(Source records)
==============================

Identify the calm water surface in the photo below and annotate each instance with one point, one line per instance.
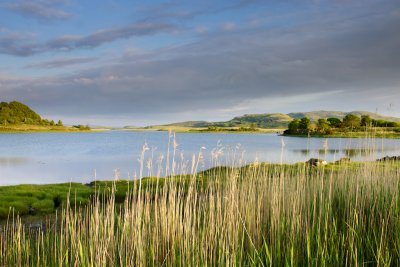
(82, 157)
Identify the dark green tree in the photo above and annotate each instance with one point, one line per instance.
(304, 124)
(294, 126)
(324, 126)
(366, 120)
(351, 121)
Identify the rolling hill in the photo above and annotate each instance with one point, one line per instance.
(277, 120)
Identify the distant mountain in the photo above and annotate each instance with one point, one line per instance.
(278, 120)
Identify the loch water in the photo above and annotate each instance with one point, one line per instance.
(41, 158)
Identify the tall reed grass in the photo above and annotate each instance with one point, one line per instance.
(257, 215)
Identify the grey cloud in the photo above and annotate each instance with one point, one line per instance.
(18, 44)
(61, 62)
(26, 45)
(48, 10)
(356, 57)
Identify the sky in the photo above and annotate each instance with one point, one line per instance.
(128, 62)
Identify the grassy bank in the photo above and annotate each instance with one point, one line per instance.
(353, 134)
(258, 215)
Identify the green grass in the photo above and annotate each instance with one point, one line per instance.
(256, 215)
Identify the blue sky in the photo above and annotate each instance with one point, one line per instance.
(147, 62)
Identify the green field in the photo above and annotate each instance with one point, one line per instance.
(257, 215)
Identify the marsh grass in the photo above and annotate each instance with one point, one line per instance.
(256, 215)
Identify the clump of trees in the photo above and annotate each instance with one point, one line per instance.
(17, 113)
(328, 126)
(82, 127)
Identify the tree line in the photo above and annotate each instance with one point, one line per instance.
(350, 122)
(17, 113)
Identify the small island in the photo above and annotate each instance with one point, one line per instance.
(18, 117)
(350, 126)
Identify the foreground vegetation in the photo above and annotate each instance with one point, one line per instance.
(261, 214)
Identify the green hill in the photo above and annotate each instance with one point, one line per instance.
(18, 113)
(277, 120)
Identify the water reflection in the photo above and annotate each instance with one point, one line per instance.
(80, 157)
(349, 152)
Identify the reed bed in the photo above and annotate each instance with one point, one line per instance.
(256, 215)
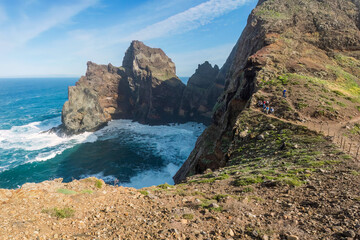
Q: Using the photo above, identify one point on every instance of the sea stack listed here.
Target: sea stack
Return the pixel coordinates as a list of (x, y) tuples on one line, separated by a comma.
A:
[(309, 48), (145, 89)]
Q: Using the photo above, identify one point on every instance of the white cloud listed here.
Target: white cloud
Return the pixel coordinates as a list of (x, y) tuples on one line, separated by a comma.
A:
[(27, 28), (187, 62), (188, 20), (3, 15)]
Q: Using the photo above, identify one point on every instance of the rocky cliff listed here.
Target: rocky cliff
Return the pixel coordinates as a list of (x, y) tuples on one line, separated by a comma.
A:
[(201, 93), (145, 89), (309, 48)]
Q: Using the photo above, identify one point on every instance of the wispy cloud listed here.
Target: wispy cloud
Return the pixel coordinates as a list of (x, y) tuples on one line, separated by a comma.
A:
[(3, 15), (27, 28), (188, 20), (187, 62)]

==============================

** WORK ORDER **
Write out exactly the lines that run from the one containing "Target: wispy cloud" to the end of the records, both end lines included.

** RESULT OF THIS TASK **
Target: wispy cloud
Return the pixel coordinates as a list of (x, y) tuples on one line, separated by a comma.
A:
[(3, 15), (27, 28), (188, 20), (187, 62)]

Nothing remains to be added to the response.